正文:
┏━━

作者按:三中全會召開在即,一篇名為「383」的改革方案出現在中國新聞網,迅速引發各方關注。其中土改部分尤其引人矚目,因為它明確提到一個詞「集體建設用地直接入市」。如果說,承包經營權流轉早已屬於共識的話,集體建設用地直接入市則依然處於內部爭議較大的狀態。用現在最流行的一句話說:超預期啊!既然出乎市場預料,就意味著投資機會,我們自然需要跟進。

土改這個詞兒,在中國,頗有點意思。掐指算算,過去一百年裡,已經經歷過至少兩次真正意義上的土地改革。

第一次改革以「均田」為主,體現在「分」的環節。

┗━━

提取資料:
┏━━

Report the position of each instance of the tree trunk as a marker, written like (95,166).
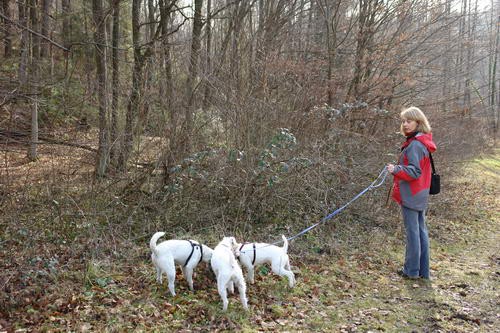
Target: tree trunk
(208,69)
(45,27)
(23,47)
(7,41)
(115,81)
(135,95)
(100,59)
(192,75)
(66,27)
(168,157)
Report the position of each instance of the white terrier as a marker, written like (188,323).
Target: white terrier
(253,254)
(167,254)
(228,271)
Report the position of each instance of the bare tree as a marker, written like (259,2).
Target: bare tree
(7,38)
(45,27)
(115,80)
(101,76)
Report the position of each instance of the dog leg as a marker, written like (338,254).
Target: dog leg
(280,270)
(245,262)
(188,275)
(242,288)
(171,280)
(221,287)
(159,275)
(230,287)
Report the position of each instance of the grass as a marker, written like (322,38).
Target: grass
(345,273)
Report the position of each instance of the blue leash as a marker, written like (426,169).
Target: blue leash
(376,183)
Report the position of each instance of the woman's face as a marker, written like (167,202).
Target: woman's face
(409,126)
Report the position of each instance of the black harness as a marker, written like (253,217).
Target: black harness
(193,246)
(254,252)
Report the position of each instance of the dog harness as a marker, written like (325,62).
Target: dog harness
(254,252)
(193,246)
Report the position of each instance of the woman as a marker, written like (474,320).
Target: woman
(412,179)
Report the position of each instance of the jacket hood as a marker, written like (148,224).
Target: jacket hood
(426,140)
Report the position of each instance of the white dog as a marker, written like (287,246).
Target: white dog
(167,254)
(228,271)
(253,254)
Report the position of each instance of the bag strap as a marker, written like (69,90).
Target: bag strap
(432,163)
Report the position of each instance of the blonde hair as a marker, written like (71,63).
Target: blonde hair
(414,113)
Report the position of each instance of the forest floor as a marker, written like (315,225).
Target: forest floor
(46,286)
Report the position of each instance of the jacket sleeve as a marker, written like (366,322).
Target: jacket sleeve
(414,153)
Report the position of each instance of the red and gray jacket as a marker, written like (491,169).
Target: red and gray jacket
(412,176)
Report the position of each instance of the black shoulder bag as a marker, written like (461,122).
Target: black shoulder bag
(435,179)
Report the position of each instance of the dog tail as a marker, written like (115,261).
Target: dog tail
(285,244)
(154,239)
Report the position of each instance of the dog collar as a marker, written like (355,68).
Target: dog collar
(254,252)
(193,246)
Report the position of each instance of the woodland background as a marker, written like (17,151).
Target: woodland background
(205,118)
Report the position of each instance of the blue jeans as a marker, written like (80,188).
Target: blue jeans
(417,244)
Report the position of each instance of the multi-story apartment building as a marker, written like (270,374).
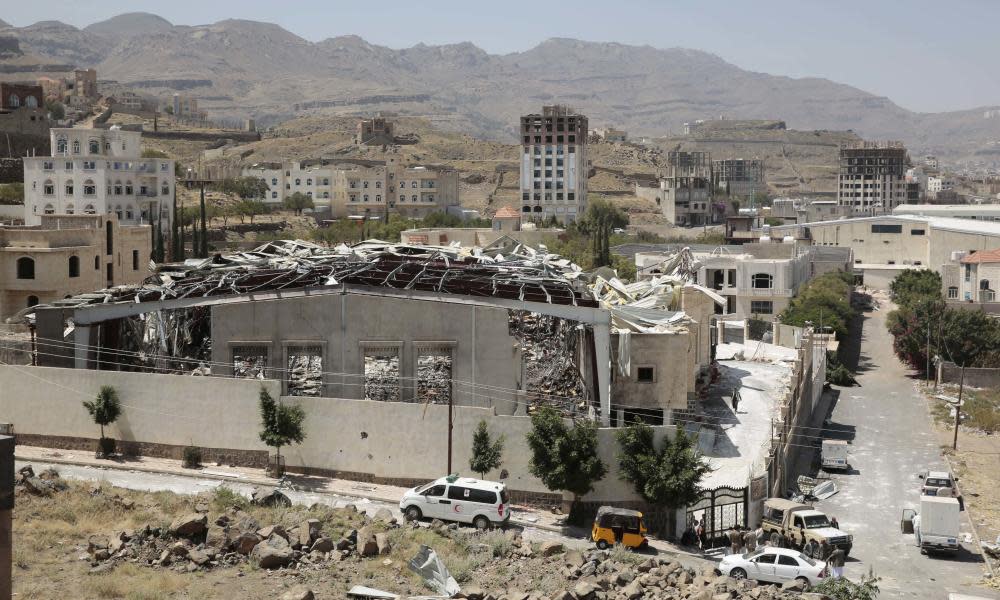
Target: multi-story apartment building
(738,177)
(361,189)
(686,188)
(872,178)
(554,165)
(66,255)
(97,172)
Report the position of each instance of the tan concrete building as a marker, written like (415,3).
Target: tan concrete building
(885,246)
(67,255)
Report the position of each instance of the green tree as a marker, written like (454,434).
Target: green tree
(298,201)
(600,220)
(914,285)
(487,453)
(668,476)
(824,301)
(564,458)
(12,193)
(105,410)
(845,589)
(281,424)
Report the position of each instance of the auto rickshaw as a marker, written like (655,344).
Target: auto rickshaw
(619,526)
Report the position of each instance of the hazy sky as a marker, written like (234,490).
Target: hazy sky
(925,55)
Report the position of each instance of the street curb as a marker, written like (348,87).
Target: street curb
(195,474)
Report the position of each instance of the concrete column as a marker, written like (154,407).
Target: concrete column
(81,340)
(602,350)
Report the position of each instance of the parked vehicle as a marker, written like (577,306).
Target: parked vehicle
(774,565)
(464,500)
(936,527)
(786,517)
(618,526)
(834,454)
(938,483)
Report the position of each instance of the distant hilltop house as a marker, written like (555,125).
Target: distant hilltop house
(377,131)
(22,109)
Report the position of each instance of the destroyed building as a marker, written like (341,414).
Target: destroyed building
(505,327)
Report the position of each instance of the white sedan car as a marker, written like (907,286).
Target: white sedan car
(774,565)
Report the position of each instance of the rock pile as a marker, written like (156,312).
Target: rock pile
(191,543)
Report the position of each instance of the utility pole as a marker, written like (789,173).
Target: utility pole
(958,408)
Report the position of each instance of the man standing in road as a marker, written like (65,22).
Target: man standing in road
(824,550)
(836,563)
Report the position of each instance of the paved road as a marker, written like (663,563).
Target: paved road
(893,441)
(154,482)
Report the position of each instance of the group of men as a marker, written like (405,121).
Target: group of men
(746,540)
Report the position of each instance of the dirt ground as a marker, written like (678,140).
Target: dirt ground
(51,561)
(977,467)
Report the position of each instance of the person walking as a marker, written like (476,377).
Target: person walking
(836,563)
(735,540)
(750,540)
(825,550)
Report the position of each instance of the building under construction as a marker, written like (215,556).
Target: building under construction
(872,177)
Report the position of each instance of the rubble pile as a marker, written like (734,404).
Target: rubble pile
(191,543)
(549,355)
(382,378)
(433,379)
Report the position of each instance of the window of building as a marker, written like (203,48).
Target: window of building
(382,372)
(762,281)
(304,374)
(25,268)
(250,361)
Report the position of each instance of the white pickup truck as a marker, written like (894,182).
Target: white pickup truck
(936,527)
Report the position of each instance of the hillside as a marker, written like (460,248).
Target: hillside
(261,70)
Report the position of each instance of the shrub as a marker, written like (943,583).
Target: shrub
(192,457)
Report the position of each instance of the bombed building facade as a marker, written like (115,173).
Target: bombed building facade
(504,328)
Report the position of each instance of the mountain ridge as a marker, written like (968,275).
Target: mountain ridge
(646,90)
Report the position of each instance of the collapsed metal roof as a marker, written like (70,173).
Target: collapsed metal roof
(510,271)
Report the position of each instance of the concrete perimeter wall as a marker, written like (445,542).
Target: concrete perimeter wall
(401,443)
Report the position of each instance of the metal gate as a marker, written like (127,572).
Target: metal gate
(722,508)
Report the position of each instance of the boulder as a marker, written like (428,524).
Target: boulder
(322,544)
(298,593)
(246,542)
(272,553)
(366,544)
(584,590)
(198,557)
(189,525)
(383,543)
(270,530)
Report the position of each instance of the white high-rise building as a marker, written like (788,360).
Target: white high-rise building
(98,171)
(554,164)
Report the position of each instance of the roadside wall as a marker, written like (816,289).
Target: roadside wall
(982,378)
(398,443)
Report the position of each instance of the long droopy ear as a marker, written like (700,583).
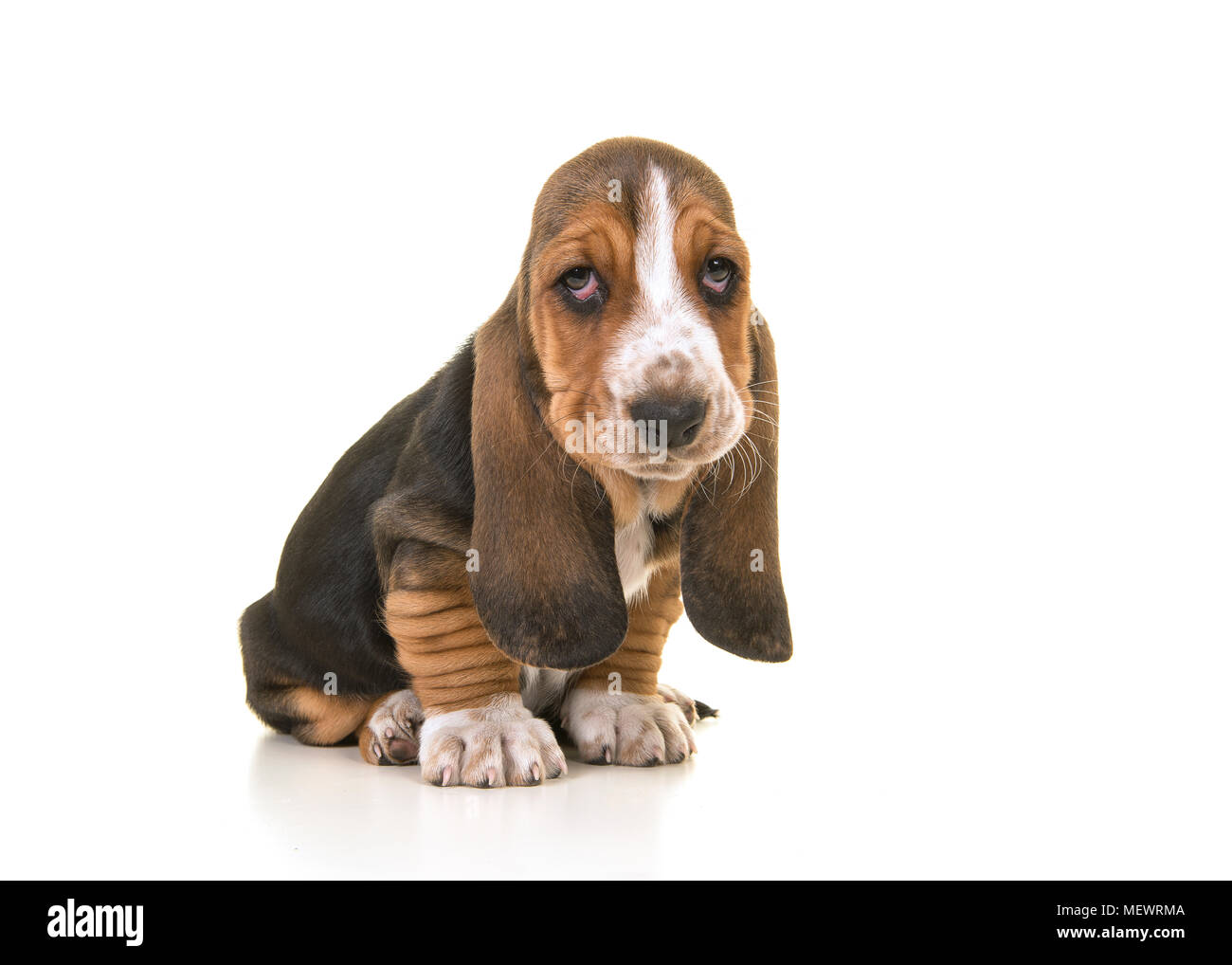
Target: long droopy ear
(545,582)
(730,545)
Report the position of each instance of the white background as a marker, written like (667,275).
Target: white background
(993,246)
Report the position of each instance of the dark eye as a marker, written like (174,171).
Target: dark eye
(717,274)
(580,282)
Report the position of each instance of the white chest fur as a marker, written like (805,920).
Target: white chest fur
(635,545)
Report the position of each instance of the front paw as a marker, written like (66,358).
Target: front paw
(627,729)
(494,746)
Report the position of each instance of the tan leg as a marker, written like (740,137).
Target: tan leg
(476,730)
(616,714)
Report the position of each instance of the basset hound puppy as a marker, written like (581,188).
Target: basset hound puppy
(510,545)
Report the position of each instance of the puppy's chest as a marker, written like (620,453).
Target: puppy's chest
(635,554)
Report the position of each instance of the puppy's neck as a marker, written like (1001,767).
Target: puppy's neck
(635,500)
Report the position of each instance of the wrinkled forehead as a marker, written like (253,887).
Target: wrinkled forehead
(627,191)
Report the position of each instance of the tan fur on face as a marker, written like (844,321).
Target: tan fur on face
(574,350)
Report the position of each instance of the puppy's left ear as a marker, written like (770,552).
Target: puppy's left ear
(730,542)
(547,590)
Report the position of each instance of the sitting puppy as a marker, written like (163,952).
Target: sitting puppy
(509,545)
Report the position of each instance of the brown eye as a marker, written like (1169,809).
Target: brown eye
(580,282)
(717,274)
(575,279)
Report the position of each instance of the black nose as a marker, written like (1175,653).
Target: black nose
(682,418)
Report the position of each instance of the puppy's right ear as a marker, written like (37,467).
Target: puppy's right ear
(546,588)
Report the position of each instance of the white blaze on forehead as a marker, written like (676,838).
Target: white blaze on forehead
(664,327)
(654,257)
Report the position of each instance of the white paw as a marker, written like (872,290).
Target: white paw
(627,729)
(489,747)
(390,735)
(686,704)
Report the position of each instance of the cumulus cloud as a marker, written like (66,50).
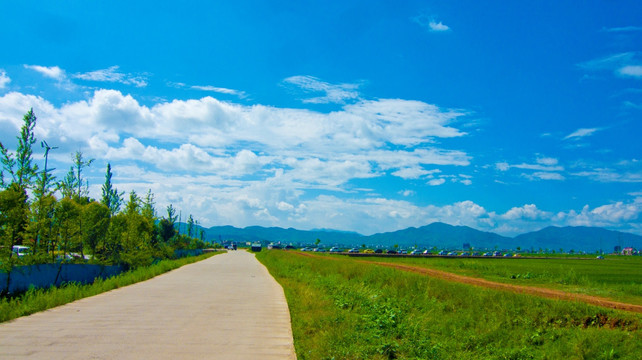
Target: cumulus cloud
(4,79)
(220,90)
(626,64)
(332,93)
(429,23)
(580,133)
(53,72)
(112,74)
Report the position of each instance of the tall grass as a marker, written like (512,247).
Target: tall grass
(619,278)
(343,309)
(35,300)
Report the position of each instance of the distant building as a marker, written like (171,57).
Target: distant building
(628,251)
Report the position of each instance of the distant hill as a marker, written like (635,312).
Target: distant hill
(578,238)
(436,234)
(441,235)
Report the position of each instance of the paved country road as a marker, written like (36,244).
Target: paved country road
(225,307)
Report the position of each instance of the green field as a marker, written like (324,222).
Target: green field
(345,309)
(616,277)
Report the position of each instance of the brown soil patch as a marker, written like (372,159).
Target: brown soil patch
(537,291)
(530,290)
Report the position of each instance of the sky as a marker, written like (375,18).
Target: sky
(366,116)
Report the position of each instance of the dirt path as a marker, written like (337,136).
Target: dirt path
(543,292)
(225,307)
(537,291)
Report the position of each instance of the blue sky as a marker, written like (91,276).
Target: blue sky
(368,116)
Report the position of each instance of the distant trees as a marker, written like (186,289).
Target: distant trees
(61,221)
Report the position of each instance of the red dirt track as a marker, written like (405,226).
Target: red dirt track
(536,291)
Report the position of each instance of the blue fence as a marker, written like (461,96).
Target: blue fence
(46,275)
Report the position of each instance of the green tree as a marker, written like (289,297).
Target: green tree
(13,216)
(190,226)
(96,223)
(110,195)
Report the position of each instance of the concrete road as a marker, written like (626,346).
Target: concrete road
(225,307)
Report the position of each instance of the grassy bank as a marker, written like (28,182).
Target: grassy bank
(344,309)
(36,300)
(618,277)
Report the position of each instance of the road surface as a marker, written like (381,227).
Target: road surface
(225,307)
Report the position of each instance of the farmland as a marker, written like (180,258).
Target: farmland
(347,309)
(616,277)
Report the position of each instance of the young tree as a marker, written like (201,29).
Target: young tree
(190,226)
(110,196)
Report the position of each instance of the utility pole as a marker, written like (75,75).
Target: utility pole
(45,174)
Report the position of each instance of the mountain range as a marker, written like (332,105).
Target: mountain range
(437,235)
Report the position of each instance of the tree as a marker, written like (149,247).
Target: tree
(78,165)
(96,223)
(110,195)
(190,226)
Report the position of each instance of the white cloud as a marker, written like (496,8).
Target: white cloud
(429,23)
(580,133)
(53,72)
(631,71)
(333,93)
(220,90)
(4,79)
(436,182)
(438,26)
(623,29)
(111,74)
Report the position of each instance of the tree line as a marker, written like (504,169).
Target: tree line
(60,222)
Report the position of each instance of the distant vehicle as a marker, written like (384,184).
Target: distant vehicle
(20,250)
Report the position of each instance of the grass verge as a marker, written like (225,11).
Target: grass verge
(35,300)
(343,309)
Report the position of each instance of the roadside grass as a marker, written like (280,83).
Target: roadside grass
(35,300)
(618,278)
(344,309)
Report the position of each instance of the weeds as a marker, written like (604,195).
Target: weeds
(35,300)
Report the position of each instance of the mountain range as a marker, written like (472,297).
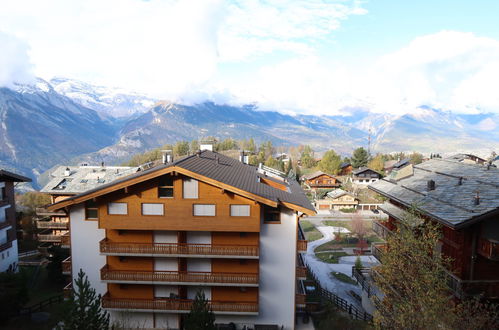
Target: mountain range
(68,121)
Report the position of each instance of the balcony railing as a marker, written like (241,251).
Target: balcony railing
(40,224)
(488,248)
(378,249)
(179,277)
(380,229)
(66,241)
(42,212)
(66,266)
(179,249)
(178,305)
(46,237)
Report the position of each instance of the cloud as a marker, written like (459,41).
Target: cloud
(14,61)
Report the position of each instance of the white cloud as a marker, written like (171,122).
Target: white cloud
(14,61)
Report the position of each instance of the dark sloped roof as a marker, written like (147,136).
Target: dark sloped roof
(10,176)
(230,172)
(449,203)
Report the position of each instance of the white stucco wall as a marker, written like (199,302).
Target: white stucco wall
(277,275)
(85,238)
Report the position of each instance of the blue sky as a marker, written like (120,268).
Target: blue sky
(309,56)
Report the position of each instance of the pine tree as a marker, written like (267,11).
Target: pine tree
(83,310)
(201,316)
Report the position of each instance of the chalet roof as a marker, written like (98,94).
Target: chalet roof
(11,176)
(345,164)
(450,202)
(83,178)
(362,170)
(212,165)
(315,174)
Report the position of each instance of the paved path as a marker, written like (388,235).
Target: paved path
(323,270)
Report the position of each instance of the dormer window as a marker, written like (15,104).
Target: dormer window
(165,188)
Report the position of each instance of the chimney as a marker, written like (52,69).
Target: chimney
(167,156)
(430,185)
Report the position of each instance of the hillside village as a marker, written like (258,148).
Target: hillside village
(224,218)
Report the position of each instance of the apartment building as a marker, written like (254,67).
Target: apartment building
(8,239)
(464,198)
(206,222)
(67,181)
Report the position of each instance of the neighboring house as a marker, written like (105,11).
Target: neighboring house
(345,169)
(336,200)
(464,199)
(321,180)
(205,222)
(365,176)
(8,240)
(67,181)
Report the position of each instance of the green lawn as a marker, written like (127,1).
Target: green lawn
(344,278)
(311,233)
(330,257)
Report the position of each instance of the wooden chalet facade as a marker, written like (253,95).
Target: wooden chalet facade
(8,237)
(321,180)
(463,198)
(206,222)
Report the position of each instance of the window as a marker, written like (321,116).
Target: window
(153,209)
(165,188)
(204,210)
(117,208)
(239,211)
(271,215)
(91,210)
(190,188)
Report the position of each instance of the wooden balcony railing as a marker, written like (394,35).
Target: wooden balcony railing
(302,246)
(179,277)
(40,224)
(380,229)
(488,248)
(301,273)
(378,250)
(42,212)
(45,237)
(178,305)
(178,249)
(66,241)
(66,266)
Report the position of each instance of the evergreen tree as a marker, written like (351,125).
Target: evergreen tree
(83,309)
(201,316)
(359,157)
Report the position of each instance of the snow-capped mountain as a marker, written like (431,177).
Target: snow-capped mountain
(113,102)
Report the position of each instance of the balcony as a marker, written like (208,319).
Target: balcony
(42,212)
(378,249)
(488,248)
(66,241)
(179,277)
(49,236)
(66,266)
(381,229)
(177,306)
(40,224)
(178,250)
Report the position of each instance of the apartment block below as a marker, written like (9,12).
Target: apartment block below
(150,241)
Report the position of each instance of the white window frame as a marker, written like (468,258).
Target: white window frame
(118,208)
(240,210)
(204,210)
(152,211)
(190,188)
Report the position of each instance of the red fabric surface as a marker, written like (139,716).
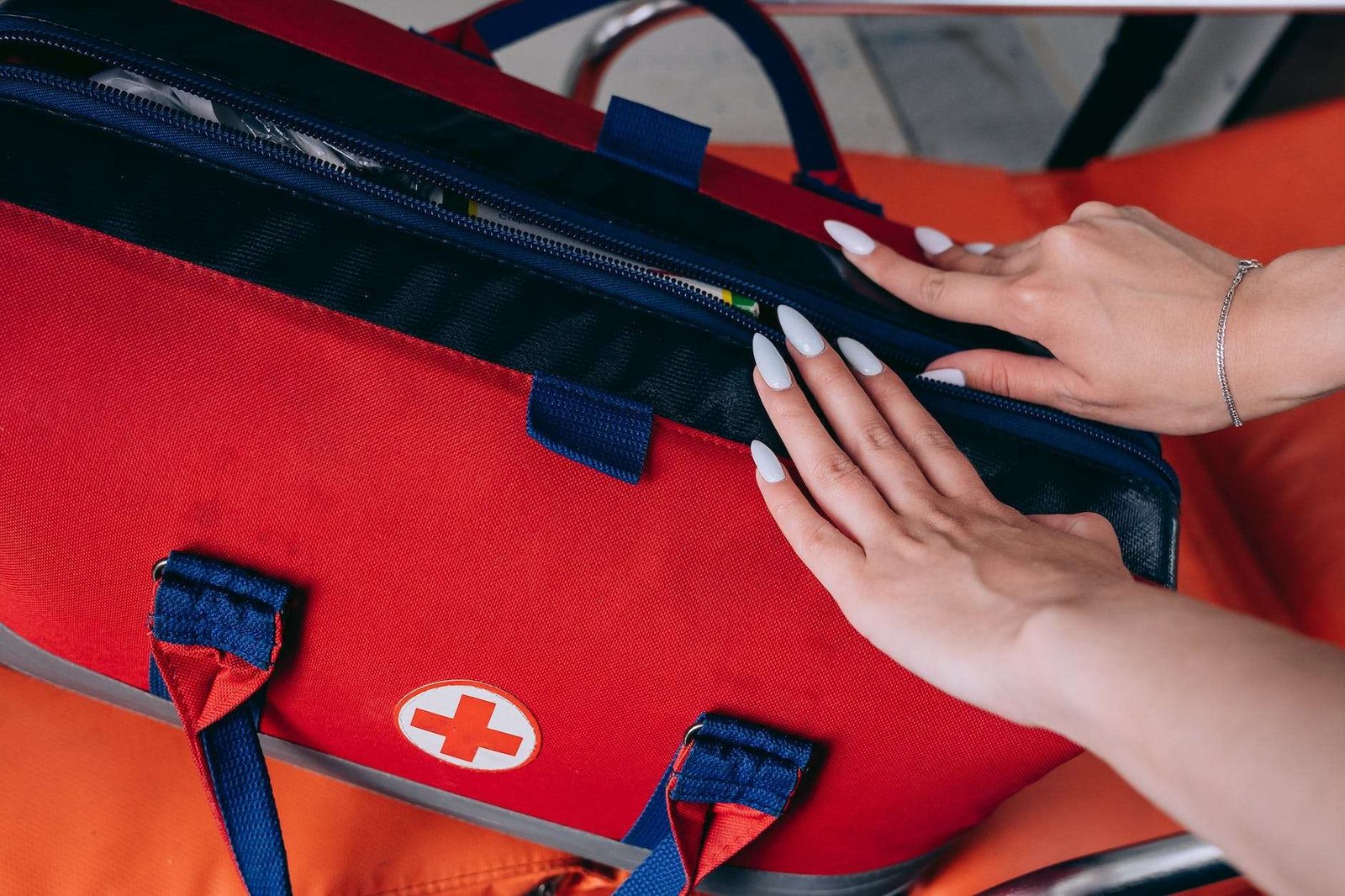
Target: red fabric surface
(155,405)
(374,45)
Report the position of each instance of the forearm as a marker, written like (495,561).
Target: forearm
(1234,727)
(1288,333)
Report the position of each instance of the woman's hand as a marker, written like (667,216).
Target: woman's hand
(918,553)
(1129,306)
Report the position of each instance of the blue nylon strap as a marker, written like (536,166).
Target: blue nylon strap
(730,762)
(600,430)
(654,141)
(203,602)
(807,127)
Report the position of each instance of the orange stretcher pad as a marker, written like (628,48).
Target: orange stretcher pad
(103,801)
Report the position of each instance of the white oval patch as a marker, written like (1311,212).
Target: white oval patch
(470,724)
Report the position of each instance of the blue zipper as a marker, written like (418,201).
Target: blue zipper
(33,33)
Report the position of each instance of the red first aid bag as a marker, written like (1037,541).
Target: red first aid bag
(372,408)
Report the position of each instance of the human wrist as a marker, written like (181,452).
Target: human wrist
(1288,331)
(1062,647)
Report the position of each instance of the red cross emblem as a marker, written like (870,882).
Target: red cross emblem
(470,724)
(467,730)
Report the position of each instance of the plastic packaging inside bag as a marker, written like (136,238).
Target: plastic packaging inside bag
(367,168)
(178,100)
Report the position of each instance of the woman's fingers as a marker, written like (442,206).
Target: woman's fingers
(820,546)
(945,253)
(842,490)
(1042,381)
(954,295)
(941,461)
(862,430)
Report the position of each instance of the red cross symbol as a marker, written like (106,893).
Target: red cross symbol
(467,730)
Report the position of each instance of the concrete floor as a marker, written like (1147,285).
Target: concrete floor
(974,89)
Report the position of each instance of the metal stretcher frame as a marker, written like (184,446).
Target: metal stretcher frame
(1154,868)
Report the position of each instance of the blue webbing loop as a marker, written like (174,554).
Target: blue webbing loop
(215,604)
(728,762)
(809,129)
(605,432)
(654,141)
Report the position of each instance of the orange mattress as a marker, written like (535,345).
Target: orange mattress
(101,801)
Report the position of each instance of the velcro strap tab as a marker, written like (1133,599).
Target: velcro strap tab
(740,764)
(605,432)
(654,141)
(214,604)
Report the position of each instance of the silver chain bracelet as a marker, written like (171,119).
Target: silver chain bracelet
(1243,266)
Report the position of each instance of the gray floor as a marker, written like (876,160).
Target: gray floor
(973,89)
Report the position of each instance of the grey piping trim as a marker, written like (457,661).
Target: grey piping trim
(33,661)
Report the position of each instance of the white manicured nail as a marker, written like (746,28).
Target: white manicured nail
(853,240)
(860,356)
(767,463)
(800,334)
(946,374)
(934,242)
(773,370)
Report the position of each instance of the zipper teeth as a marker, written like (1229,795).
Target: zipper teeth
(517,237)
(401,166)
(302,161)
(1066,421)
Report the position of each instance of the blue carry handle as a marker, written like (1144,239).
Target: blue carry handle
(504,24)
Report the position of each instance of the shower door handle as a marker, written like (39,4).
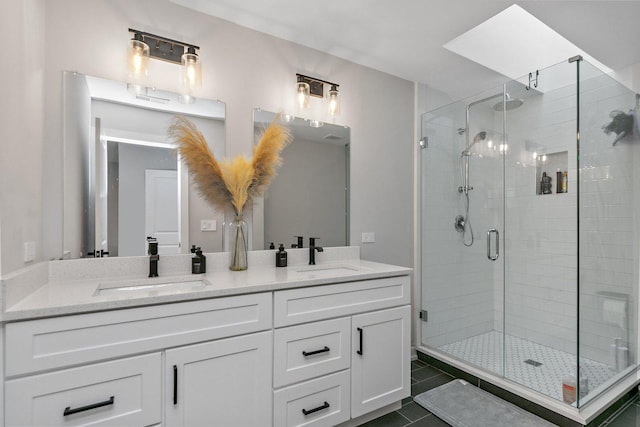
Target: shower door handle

┗━━

題目要求: 請指出正文提到的第一次土地改革以什麼為主。

作答內容: 以「均田」為主。